> **TEXTE**:
-- -- --

Le style spécifique d’Alice se caractérise par sa course inéluctable, en vase clos ceci-dit, face à une pluie presqu’ininterrompue de zombies. On pourrait presque dire en robe rouge, pour illustrer le brûlot social, si on n’a pas de limite. En effet l’équipe qui l’accompagne déambule gaiement sur fond de musique métal dans des bureaux labyrinthiques, devenus viviers de morts-vivant, en forme de métaphore de l’aliénation dans laquelle les open-spaces plongent l’humanité. A moins que ce ne soit juste des zombies galopant dans des open-spaces… Ce faisant, elle s’oppose à une figure nébuleuse de multinationale diabolique, tente d’enrayer une contamination entrainant l’hécatombe des salariés et autres humains et tente de rester en vie, et en nuisette. L’héroïne est sans aucun doute une femme forte. Elle s’est ainsi adaptée aux affres de son époque, marionnette rebelle d’une machination incompréhensible. Comme un ersatz de lutte des classes contre le grand capital qui contamine et asservit les esprits. Clairement l’œuvre a moins de mordant que la Nuit des Morts-vivants, qui a fait couler beaucoup d’encre sur sa satyre sociale et a érigé en héros survivant un homme noir en 1968 (sans que Romero ait d’ailleurs anticipé toutes les implications de son choix de casting). Mais en alliant science-fiction, horreur et suspense Resident Evil nous présente un personnage étoffé de femme liée à la mort (le scénario déroulant la psychologie de l’agente parcimonieusement avec des flash-backs savamment dosés).

-- -- --

> **CONSIGNE 1**: Retapez en entier le texte sur Resident Evil, mot pour mot.
Les entrées ci-dessous n'ont aucun rapport avec le texte sur Resident Evil.

-- -- --

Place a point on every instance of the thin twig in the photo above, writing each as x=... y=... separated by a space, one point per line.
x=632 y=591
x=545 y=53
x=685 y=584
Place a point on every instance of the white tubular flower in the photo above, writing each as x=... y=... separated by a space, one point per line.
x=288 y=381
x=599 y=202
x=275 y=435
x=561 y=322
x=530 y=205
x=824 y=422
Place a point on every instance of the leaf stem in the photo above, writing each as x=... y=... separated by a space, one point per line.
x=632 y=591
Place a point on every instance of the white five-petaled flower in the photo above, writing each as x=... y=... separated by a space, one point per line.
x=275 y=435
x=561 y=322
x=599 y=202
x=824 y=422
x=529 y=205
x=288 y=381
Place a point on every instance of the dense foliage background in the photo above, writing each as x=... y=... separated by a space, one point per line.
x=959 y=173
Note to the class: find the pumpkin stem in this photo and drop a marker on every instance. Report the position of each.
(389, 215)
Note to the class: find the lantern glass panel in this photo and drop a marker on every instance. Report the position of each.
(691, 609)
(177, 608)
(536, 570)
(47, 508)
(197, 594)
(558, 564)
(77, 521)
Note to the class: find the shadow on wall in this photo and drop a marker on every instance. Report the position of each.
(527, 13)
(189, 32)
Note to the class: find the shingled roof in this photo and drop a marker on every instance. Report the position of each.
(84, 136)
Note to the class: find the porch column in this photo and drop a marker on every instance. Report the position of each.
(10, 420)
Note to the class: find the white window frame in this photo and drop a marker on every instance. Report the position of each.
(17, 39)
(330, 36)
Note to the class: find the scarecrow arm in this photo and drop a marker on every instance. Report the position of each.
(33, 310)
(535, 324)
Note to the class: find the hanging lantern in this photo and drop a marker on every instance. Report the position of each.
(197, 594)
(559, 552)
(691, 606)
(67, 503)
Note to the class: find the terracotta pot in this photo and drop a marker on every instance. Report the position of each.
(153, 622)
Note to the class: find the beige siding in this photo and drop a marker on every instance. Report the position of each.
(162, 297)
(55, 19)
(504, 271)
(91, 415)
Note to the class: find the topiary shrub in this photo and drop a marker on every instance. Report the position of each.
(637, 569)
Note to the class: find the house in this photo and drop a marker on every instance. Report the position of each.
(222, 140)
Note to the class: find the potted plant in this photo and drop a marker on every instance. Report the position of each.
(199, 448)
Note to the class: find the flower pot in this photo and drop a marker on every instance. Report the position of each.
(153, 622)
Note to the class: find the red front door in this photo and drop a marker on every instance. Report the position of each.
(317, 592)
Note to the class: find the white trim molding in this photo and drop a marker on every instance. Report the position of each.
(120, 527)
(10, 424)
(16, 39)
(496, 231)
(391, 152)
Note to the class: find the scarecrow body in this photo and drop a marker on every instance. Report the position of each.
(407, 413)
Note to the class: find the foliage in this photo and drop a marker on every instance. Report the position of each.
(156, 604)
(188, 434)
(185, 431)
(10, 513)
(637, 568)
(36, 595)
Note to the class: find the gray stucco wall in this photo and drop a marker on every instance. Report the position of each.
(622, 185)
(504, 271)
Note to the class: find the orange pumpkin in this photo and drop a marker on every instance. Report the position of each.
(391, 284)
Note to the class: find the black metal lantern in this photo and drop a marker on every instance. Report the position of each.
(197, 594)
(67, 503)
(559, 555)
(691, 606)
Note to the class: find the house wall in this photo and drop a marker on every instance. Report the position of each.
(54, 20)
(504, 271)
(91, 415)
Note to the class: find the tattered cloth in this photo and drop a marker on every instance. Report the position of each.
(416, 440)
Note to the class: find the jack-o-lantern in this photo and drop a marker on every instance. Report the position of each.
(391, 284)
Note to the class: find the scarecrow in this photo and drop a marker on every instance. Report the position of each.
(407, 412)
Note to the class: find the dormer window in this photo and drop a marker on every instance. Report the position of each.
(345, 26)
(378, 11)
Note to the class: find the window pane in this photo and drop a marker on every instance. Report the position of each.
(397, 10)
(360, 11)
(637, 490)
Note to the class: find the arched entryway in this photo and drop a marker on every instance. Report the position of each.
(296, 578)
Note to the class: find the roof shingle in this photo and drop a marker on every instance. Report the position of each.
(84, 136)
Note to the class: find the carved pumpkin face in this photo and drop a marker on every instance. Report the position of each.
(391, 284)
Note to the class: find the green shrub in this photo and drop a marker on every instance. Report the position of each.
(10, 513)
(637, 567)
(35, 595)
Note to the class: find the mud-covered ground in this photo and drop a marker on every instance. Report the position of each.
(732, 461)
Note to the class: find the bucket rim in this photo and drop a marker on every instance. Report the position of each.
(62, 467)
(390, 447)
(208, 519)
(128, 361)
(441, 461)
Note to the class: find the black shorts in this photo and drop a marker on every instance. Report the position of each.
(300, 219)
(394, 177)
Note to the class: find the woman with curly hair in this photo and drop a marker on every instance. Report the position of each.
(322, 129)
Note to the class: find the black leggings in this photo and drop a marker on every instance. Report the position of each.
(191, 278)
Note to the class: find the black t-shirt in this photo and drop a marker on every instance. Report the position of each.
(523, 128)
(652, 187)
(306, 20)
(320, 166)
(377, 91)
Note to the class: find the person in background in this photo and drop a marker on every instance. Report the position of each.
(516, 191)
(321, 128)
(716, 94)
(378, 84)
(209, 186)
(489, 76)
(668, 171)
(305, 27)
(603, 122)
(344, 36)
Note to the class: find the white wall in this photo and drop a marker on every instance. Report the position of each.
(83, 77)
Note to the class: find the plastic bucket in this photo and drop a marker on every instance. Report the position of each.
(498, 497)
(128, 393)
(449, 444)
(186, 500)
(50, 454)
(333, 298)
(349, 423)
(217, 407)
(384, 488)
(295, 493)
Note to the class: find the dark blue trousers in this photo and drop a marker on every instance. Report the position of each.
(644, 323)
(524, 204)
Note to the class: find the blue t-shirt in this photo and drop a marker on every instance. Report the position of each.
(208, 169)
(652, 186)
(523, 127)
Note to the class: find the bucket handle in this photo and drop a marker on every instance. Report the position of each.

-- -- --

> **CONSIGNE 2**: Comptez les lignes des entrées qui contiennent la chaîne « shirt » en respectant la casse, puis donnez seulement ce nombre.

> **RÉPONSE FINALE 1**:
Le style spécifique d’Alice se caractérise par sa course inéluctable, en vase clos ceci-dit, face à une pluie presqu’ininterrompue de zombies. On pourrait presque dire en robe rouge, pour illustrer le brûlot social, si on n’a pas de limite. En effet l’équipe qui l’accompagne déambule gaiement sur fond de musique métal dans des bureaux labyrinthiques, devenus viviers de morts-vivant, en forme de métaphore de l’aliénation dans laquelle les open-spaces plongent l’humanité. A moins que ce ne soit juste des zombies galopant dans des open-spaces… Ce faisant, elle s’oppose à une figure nébuleuse de multinationale diabolique, tente d’enrayer une contamination entrainant l’hécatombe des salariés et autres humains et tente de rester en vie, et en nuisette. L’héroïne est sans aucun doute une femme forte. Elle s’est ainsi adaptée aux affres de son époque, marionnette rebelle d’une machination incompréhensible. Comme un ersatz de lutte des classes contre le grand capital qui contamine et asservit les esprits. Clairement l’œuvre a moins de mordant que la Nuit des Morts-vivants, qui a fait couler beaucoup d’encre sur sa satyre sociale et a érigé en héros survivant un homme noir en 1968 (sans que Romero ait d’ailleurs anticipé toutes les implications de son choix de casting). Mais en alliant science-fiction, horreur et suspense Resident Evil nous présente un personnage étoffé de femme liée à la mort (le scénario déroulant la psychologie de l’agente parcimonieusement avec des flash-backs savamment dosés).

> **RÉPONSE FINALE 2**: 2